## EXERCISE
What lines in the records below include the word "masonry"? Return each one.

*** PROVIDED ENTRIES Section Begins ***

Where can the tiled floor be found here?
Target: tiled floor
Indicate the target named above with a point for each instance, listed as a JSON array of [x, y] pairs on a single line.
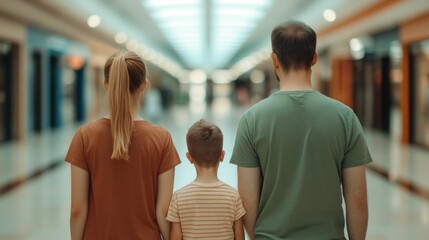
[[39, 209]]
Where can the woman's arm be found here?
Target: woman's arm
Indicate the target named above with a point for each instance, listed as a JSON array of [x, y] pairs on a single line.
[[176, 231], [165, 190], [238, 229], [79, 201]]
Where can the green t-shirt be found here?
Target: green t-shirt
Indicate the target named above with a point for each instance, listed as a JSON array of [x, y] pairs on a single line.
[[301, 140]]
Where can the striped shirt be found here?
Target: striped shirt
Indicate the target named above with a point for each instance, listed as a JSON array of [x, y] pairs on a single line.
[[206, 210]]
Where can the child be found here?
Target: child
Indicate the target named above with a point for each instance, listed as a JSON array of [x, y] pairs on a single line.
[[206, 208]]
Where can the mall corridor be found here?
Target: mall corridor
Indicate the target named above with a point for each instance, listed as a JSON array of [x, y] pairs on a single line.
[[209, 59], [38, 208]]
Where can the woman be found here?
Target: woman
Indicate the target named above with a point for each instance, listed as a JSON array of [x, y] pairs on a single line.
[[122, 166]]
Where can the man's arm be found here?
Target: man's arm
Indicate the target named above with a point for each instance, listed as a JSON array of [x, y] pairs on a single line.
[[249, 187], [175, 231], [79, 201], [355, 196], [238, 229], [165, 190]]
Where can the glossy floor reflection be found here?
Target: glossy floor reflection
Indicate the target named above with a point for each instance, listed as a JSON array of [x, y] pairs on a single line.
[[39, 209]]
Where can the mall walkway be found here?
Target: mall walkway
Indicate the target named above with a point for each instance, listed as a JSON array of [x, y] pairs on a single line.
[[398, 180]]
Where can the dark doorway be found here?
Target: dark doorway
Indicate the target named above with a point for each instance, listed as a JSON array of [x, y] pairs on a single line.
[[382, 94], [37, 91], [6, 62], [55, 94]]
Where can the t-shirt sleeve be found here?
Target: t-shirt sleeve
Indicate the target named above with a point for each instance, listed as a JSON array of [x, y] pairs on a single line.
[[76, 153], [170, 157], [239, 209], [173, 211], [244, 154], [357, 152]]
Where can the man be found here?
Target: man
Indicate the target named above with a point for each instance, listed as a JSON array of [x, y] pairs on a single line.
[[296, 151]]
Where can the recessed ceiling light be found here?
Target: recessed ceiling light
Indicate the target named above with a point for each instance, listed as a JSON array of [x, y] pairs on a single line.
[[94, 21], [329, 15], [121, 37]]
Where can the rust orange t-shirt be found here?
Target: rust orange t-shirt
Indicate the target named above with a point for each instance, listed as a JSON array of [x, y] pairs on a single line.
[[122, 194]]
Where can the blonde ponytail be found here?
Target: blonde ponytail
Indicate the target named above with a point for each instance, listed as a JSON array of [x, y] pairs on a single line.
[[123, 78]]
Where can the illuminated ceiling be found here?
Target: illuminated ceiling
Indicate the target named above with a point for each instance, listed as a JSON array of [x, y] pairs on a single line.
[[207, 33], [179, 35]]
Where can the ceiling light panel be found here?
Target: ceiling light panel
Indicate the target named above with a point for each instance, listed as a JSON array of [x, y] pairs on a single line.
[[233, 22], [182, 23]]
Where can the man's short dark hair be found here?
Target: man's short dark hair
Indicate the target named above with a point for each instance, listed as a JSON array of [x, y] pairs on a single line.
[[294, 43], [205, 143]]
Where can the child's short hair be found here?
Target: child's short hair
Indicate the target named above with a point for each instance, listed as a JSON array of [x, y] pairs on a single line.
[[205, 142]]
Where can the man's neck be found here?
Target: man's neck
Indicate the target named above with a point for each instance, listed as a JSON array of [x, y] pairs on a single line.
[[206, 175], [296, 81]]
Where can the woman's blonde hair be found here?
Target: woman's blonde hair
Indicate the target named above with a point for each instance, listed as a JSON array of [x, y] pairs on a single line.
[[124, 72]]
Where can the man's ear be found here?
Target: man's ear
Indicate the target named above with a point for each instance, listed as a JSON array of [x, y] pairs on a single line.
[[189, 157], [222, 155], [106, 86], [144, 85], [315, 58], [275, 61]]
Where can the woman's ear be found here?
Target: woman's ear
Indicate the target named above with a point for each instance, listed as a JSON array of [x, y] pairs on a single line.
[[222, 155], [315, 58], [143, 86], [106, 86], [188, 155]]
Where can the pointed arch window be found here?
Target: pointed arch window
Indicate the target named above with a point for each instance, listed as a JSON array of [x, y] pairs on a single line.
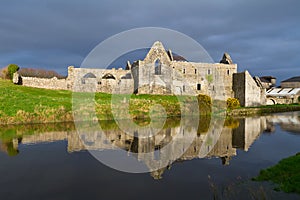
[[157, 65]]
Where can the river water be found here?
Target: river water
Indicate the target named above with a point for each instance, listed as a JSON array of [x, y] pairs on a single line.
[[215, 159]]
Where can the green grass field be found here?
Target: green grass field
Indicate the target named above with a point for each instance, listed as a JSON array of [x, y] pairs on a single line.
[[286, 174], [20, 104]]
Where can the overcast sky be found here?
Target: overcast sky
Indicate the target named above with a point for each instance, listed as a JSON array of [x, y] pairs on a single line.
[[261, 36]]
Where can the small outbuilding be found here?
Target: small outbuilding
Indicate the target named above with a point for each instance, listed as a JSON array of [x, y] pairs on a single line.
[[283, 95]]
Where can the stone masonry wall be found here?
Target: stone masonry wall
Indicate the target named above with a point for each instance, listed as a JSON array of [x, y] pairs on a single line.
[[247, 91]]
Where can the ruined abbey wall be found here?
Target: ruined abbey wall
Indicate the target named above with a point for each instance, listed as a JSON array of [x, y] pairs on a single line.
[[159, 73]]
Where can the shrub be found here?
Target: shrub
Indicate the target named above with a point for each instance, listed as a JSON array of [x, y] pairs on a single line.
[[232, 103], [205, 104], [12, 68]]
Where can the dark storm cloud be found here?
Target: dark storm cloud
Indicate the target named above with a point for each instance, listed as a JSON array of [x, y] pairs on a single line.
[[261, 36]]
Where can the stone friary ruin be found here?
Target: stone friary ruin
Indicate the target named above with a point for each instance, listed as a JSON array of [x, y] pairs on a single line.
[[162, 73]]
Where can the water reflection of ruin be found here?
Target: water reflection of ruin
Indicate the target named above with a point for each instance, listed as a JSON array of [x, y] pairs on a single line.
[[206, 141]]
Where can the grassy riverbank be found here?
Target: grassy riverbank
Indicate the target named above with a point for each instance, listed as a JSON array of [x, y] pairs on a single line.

*** PROVIDED ENTRIES Section Ends ***

## RESPONSE
Where can the stone masonry wall be found here?
Target: stone masonry wall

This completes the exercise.